Extracted information:

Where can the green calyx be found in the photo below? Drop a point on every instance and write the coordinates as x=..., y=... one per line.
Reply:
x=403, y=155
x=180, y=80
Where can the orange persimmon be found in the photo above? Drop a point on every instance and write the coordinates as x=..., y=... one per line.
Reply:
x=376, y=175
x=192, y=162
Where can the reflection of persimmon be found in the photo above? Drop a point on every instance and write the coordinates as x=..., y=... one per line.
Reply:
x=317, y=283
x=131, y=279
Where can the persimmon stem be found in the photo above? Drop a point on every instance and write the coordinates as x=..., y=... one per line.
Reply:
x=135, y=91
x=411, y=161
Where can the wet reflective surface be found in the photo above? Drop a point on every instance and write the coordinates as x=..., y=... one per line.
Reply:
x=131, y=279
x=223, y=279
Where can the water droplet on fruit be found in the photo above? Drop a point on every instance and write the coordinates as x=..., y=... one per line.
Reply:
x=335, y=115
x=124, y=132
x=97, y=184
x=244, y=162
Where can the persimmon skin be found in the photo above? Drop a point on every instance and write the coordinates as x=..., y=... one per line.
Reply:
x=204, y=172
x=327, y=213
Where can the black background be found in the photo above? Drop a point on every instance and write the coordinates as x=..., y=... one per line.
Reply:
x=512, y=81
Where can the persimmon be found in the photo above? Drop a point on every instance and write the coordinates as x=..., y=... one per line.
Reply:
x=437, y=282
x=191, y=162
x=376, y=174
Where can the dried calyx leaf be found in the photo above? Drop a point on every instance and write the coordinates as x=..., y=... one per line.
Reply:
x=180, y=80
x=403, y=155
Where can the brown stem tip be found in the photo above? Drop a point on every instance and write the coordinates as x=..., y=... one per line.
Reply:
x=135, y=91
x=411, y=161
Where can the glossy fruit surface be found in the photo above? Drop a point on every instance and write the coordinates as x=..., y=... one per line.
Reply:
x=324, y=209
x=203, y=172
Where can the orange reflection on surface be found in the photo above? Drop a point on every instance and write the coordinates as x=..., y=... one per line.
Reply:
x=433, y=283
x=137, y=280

...

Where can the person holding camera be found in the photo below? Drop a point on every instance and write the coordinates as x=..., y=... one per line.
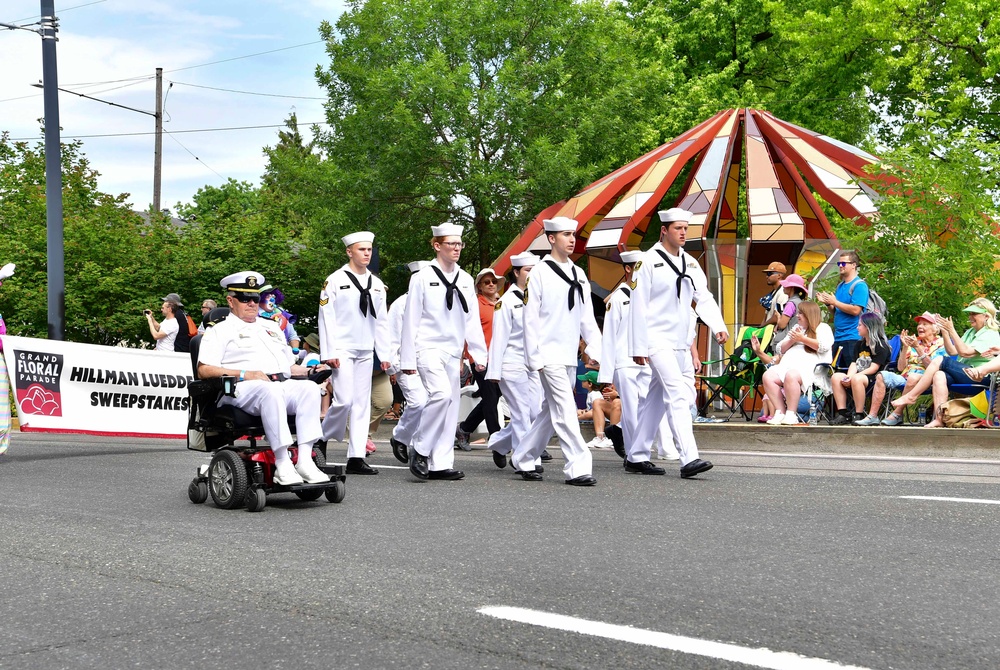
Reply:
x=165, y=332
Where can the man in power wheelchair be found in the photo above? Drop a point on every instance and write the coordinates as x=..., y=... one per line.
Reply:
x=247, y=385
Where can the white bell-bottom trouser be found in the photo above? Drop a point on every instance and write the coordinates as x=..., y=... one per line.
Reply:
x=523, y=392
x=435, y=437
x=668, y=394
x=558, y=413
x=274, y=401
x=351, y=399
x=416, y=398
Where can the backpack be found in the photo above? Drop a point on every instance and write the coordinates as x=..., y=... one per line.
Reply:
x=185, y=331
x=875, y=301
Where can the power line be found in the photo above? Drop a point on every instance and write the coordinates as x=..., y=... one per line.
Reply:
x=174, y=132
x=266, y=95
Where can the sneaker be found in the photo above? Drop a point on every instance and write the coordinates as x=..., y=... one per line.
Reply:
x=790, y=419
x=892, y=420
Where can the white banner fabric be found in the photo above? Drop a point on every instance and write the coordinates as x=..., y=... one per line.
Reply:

* * *

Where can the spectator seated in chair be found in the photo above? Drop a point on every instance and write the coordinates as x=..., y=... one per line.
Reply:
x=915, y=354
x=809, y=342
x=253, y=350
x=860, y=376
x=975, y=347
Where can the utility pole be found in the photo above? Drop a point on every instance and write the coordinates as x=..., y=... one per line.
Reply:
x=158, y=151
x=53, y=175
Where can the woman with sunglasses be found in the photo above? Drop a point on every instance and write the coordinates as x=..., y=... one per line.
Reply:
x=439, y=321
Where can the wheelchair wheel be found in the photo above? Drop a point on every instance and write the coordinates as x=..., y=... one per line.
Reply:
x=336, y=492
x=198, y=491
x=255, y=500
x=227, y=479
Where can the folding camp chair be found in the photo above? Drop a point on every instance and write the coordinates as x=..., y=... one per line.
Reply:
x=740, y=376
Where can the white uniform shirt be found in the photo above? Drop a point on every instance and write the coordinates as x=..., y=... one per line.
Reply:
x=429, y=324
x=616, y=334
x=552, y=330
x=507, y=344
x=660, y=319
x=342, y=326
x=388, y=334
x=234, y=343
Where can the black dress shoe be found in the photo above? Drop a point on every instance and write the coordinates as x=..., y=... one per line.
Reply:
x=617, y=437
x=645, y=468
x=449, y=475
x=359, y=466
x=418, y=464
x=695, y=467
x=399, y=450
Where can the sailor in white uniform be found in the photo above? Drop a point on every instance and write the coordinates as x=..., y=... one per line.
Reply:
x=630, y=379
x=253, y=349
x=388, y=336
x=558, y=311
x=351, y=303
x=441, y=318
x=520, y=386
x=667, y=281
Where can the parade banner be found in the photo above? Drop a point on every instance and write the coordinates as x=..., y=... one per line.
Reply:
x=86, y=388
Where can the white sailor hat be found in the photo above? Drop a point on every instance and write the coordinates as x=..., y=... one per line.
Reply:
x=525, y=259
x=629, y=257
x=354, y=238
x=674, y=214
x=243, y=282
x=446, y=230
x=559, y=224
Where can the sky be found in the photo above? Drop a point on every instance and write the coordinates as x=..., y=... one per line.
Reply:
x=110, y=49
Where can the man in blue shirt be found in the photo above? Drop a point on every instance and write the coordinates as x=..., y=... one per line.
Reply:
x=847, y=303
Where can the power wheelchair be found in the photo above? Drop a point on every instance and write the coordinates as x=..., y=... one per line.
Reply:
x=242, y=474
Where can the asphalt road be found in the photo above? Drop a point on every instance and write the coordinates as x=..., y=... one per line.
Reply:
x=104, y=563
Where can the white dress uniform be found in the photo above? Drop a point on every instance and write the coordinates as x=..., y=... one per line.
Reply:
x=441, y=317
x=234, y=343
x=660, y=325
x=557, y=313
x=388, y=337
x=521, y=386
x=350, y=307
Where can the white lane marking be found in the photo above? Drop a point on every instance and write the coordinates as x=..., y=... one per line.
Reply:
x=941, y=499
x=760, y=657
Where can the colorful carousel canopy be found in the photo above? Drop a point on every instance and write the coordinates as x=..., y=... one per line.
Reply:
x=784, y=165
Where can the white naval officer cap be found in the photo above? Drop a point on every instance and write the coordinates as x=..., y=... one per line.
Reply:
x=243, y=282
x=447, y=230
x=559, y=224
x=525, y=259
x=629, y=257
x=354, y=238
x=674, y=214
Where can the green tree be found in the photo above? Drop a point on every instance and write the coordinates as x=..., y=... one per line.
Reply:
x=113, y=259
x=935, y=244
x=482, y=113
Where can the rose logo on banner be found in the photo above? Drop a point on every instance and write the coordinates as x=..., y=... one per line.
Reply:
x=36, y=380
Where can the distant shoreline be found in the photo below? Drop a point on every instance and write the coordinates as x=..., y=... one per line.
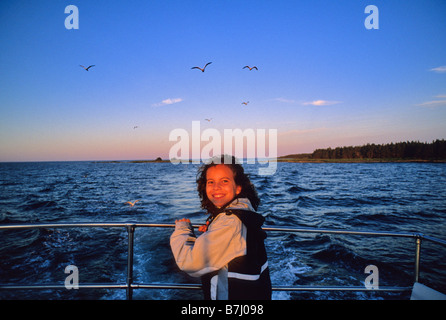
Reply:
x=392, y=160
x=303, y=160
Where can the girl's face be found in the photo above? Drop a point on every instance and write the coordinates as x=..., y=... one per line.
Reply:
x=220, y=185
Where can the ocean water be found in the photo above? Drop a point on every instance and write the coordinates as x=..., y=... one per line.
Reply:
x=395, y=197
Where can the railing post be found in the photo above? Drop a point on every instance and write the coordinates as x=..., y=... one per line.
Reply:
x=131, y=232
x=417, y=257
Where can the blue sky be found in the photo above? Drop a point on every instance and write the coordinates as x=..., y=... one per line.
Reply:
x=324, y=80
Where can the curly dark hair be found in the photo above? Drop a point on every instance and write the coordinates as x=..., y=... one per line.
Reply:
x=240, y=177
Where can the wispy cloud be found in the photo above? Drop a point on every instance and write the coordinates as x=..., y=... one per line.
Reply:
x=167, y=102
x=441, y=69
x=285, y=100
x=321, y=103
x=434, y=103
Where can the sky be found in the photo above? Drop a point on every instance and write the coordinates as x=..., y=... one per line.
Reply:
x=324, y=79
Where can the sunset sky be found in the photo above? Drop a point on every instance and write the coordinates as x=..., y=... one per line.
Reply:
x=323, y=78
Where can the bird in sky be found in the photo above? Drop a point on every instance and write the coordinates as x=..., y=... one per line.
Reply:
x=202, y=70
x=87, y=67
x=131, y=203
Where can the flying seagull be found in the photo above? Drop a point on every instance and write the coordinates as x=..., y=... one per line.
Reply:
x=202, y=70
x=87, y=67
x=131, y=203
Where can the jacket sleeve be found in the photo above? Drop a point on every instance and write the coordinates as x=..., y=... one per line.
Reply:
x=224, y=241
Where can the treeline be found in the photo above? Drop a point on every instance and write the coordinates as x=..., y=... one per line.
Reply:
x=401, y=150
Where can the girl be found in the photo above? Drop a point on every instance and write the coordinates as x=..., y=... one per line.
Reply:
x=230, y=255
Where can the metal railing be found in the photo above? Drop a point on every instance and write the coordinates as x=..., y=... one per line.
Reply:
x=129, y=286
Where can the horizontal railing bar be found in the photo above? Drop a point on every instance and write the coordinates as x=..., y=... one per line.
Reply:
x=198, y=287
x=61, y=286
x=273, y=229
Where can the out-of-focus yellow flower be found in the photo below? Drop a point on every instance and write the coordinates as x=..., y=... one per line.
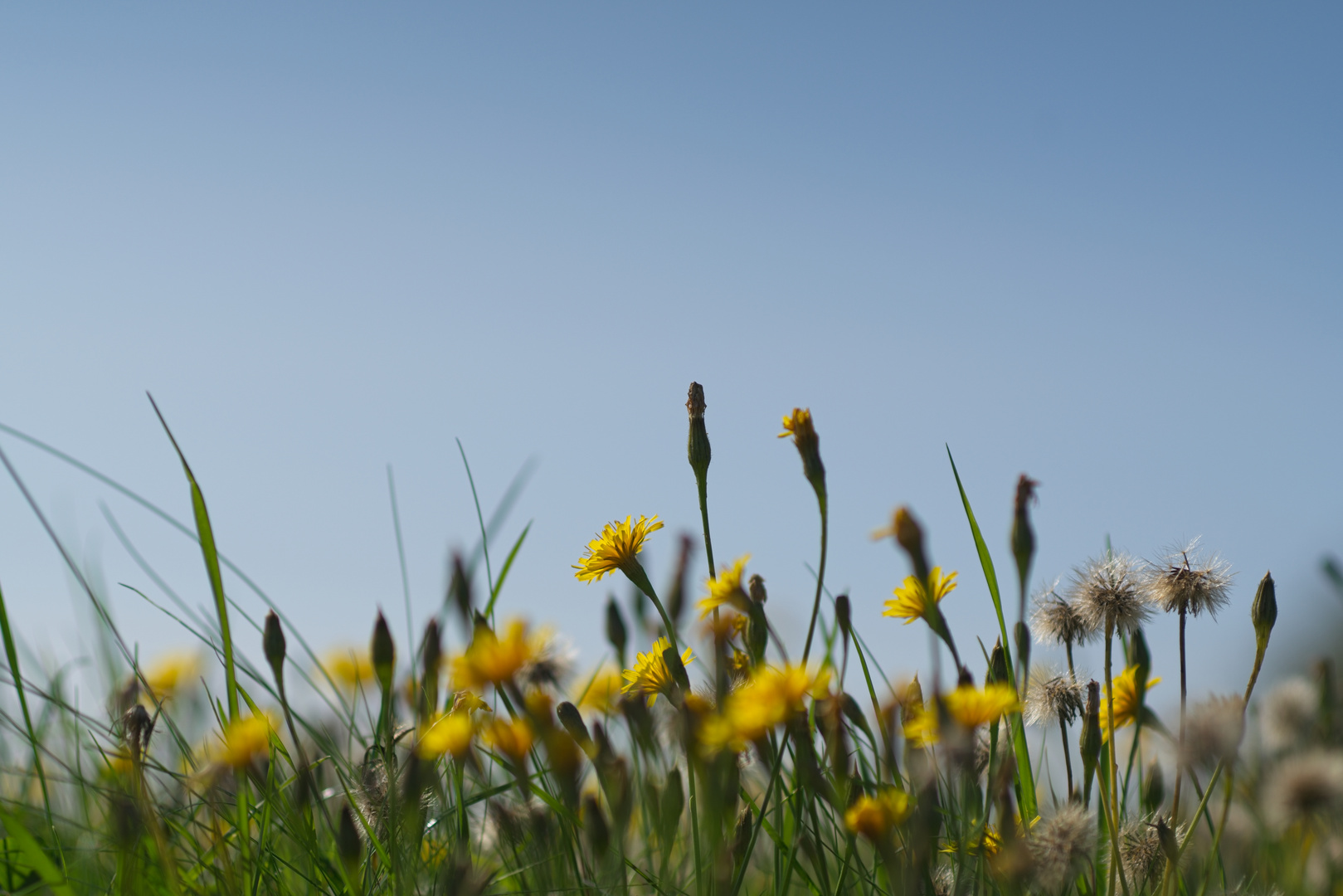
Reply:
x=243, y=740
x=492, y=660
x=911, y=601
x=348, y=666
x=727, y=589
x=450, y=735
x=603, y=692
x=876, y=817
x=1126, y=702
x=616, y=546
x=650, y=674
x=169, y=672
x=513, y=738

Your instructions: Please write out, word for word, the lines of the material above from the line with "Where can the horizontal" to the line with "x=513, y=738", including both of those lines. Omit the pictures from your copy.

Solution to the problem:
Where can the horizontal railing bar be found in the photo above? Drop a point on every instance and write the coordinates as x=..., y=... one per line.
Reply:
x=198, y=287
x=61, y=286
x=273, y=229
Where can the out-of-focus yellow flower be found in the photo below? Drop a point on every instance and write the coordinates as x=..., y=... one per line.
Reply:
x=243, y=740
x=492, y=660
x=911, y=601
x=348, y=666
x=727, y=589
x=450, y=735
x=603, y=692
x=876, y=817
x=1126, y=702
x=616, y=546
x=650, y=674
x=169, y=672
x=513, y=738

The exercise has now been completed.